Work request 1 → From the passage on bioelectric responses in bone, duplicate the part that opens with the words containing "It has been" and closes with "cellular first messengers.".
Work request 2 → In the passage on bioelectric responses in bone, how did Borgens classify the endogenous ionic currents he observed in intact and damaged mouse bones?

*** Opening of Supplied passage ***

It has been proposed by Davidovitch et al. (1980a, b) that a physical relationship exists between mechanical and electrical perturbation of bone. Their experiments in female cats with administration of exogenous electrical currents in conjunction with orthodontic forces demonstrated enhanced cellular activities in the PDL and alveolar bone, as well as rapid tooth movement (Figures ). Taken together, these findings led to the suggestion that bioelectric responses (piezoelectricity and streaming potentials) propagated by bone bending incident to orthodontic force application, might act as pivotal cellular first messengers.
Borgens (1984) investigated this phenomenon in bone fracture sites by inducing electric current for healing purposes. His experiments did not disclose any correlation with what had been proposed as piezoelectric effects and showed that the dispersion of current as it enters the lesion is unpredictable. He attributed this finding to the complexity of distribution of mineralized and nonmineralized matrices. However, he observed generation of endogenous ionic currents evoked in intact and damaged mouse bones, and classified these currents as stress‐generated potentials or streaming potentials, rather than piezoelectric currents. In contrast to piezoelectric spikes, the streaming potentials were having long decay periods. This finding led him to hypothesize that the mechanically stressed bone cells themselves, not the matrix, are the source of the electric current. His hypothesis received support from Pollack et al. (1984), who proposed a mechanism by which force‐evoked electric potentials may reach the surface of bone cells. Accordingly, an electric double layer surrounds bone, where electric charges flow in coordination with stress‐related fluid flow. These stress‐generated potentials may affect the charge of cell membranes, and of macromolecules present in the neighborhood. Davidovitch et al. (1980a, b) suggested that piezoelectric potentials result from distortion of fixed structures of the periodontium, such as collagen, hydroxyapatite, or bone cells’ surface. In hydrated tissues, however, streaming potentials (the electrokinetic effects that arise when an electrical double layer overlying a charged surface is displaced) predominate as the interstitial fluid moves. They further reported that mechanical perturbations of the order of about 1 min/day are apparently sufficient to cause an osteogenic response (Figure 2.24), perhaps due to matrix proteoglycan related strain memory.
Figure 2.22 Transverse section, 6 μm thick, of a 1‐year‐old female cat’s mandible (the same animal as shown in Figure 2.21), after exposure for 7 days to a constant application of a 20 μA direct current to the gingival mucosa, noninvasively. Shown are the tissues near the stainless‐steel cathode, stained immunohistochemically for cAMP. B, Alveolar bone. Compared with the cells shown in Figure 2.21, the bone surface lining cells near the cathode are larger and more darkly stained for cAMP.

*** Close of Supplied passage ***
*** Opening of Given data ***

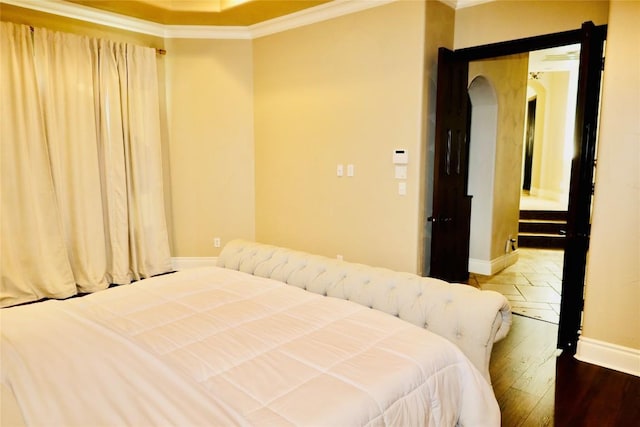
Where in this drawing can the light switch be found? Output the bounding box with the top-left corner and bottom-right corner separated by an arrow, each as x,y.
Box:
395,165 -> 407,179
398,182 -> 407,196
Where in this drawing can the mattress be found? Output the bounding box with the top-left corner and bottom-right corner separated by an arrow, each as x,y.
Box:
0,267 -> 500,426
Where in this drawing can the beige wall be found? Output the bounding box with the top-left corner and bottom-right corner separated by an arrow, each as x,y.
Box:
165,39 -> 255,257
582,1 -> 640,349
455,0 -> 609,49
254,1 -> 432,272
531,71 -> 573,200
469,54 -> 529,261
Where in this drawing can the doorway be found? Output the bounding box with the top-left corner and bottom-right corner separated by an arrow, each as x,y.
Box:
430,22 -> 606,351
522,97 -> 537,192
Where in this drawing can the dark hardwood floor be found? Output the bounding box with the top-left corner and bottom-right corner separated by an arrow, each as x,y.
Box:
490,315 -> 640,427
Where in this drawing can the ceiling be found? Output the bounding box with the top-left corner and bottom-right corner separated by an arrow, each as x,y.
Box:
58,0 -> 493,27
66,0 -> 340,26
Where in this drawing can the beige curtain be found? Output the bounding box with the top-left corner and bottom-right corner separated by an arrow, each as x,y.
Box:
0,22 -> 170,306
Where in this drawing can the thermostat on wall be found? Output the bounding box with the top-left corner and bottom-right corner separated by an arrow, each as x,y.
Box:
393,148 -> 409,165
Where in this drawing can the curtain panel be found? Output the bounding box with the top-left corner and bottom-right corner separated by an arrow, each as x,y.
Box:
0,22 -> 171,306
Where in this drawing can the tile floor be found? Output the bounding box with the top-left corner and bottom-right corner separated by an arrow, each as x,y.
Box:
469,248 -> 564,324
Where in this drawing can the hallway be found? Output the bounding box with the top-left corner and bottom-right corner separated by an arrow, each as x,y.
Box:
468,248 -> 564,324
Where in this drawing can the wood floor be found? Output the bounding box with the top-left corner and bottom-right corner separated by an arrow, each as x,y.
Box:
490,315 -> 640,427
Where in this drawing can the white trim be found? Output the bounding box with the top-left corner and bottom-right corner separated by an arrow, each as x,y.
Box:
469,249 -> 520,276
456,0 -> 496,10
0,0 -> 166,37
171,257 -> 218,271
0,0 -> 399,40
575,336 -> 640,377
164,25 -> 252,40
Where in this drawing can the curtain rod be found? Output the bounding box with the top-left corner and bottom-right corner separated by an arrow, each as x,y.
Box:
29,25 -> 167,55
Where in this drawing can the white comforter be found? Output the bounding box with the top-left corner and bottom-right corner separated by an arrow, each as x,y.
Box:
0,267 -> 500,427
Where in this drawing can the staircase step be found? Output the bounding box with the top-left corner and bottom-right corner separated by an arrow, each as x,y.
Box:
518,233 -> 565,249
518,220 -> 567,234
520,210 -> 567,221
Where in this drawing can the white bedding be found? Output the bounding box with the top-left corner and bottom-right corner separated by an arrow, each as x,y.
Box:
0,267 -> 500,427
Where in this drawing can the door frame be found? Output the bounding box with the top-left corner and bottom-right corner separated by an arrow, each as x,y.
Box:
432,22 -> 607,353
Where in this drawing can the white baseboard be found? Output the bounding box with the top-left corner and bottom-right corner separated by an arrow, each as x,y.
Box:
469,249 -> 519,276
576,337 -> 640,377
171,257 -> 218,271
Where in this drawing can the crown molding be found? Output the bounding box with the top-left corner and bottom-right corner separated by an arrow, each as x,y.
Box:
0,0 -> 165,37
248,0 -> 399,38
0,0 -> 399,39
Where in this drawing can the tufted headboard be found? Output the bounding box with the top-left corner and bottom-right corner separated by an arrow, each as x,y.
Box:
217,240 -> 511,382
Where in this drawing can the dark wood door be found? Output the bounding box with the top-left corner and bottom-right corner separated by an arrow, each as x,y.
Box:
430,22 -> 607,352
428,48 -> 471,282
558,22 -> 606,352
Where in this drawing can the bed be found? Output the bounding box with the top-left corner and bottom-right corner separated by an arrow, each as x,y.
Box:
0,240 -> 511,426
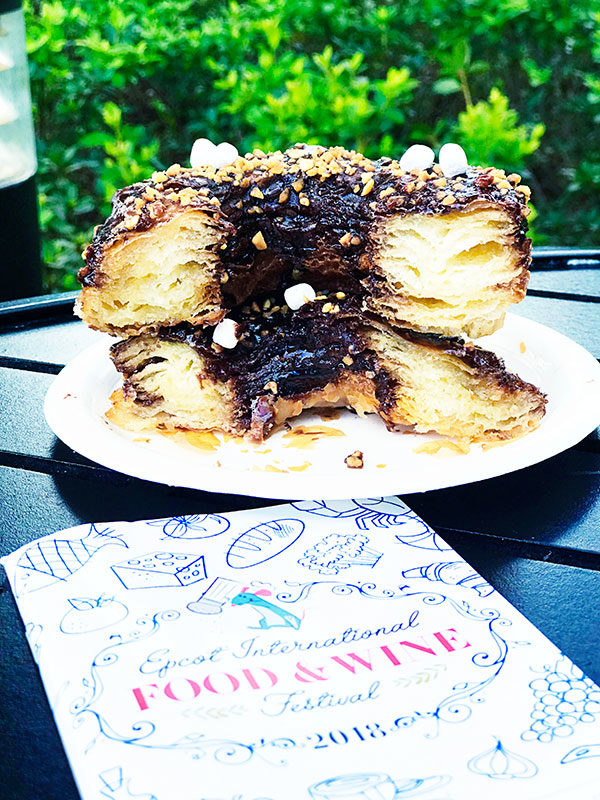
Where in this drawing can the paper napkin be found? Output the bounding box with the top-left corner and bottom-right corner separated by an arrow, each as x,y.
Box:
3,497 -> 600,800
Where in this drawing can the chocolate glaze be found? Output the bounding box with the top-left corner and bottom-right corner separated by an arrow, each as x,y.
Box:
111,292 -> 545,438
79,145 -> 531,306
159,294 -> 376,432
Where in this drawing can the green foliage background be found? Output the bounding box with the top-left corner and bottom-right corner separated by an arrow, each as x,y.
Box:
25,0 -> 600,291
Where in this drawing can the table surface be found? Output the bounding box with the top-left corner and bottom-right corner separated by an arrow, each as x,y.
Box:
0,249 -> 600,800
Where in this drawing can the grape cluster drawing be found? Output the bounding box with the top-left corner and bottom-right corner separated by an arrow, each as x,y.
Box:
521,656 -> 600,742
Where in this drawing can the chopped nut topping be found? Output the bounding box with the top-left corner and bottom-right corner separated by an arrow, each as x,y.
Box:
442,194 -> 456,206
344,450 -> 365,469
515,183 -> 531,200
252,231 -> 267,250
360,178 -> 375,197
123,214 -> 140,231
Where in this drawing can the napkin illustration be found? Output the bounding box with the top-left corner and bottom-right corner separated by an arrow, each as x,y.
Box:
2,497 -> 600,800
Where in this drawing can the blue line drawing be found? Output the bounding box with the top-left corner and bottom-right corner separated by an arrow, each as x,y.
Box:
231,592 -> 301,630
521,654 -> 600,742
308,772 -> 452,800
111,551 -> 206,589
25,622 -> 44,664
98,767 -> 158,800
298,533 -> 383,575
402,561 -> 494,597
59,595 -> 129,634
560,744 -> 600,764
225,519 -> 304,569
275,581 -> 519,739
147,514 -> 231,539
187,578 -> 241,614
15,525 -> 127,597
467,739 -> 538,780
292,497 -> 452,551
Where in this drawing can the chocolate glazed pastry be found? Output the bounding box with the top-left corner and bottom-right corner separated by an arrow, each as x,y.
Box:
78,145 -> 530,337
109,291 -> 545,441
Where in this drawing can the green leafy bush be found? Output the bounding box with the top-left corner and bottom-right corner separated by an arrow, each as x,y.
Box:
26,0 -> 600,290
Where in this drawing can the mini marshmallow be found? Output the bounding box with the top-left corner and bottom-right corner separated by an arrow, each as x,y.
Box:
283,283 -> 317,311
190,139 -> 239,169
440,142 -> 469,178
400,144 -> 435,172
213,319 -> 239,350
212,142 -> 239,169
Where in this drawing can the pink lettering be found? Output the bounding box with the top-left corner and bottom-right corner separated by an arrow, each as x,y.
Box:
381,644 -> 402,667
433,628 -> 471,653
294,661 -> 327,683
204,672 -> 240,694
132,683 -> 158,711
165,678 -> 201,700
331,653 -> 373,675
242,667 -> 277,689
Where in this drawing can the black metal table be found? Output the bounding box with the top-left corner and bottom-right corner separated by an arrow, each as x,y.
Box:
0,250 -> 600,800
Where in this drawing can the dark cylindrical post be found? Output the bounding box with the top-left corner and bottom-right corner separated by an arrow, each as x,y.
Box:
0,0 -> 42,300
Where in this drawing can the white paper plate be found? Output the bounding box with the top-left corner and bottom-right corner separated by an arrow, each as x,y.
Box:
44,315 -> 600,499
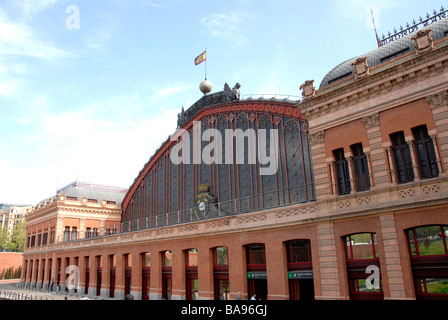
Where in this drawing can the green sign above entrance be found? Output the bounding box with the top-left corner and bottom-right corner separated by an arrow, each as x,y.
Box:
288,271 -> 313,279
247,272 -> 268,279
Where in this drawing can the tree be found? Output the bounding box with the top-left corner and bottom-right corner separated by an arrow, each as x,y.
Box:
0,227 -> 8,249
12,220 -> 26,252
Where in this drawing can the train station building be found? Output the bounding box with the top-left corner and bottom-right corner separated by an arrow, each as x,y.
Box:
21,11 -> 448,300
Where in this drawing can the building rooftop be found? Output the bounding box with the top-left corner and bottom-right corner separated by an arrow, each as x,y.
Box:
319,11 -> 448,89
35,181 -> 127,205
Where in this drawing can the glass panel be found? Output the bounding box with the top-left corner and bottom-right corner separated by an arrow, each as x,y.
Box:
187,249 -> 198,267
163,251 -> 173,267
218,280 -> 230,300
415,226 -> 446,256
347,233 -> 378,259
144,252 -> 151,267
249,244 -> 265,264
408,229 -> 417,256
288,240 -> 311,262
215,247 -> 228,266
417,278 -> 448,295
350,279 -> 383,293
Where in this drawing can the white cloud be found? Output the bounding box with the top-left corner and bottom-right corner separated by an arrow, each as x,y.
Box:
0,13 -> 70,60
13,0 -> 58,15
153,86 -> 191,99
201,11 -> 251,45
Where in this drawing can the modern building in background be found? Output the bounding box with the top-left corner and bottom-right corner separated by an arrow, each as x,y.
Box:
22,9 -> 448,300
0,203 -> 33,241
23,181 -> 126,289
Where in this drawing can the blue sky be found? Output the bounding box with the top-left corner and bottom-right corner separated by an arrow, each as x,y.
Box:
0,0 -> 446,204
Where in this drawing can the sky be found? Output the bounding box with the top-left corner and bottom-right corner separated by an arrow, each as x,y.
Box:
0,0 -> 447,205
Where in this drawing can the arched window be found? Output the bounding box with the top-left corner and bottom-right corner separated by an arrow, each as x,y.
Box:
407,225 -> 448,256
344,233 -> 384,300
406,225 -> 448,300
345,233 -> 378,260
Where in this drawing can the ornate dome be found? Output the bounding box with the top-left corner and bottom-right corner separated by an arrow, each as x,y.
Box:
319,18 -> 448,89
199,79 -> 213,95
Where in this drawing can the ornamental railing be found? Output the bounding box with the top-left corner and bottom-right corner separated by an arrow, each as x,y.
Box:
242,93 -> 302,102
377,6 -> 448,47
57,184 -> 315,242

*** Close of Given data ***

Expected output 1 →
It has been proposed by Davidovitch et al. (1980a, b) that a physical relationship exists between mechanical and electrical perturbation of bone. Their experiments in female cats with administration of exogenous electrical currents in conjunction with orthodontic forces demonstrated enhanced cellular activities in the PDL and alveolar bone, as well as rapid tooth movement (Figures ). Taken together, these findings led to the suggestion that bioelectric responses (piezoelectricity and streaming potentials) propagated by bone bending incident to orthodontic force application, might act as pivotal cellular first messengers.

Expected output 2 → He classified them as stress-generated potentials or streaming potentials, rather than piezoelectric currents.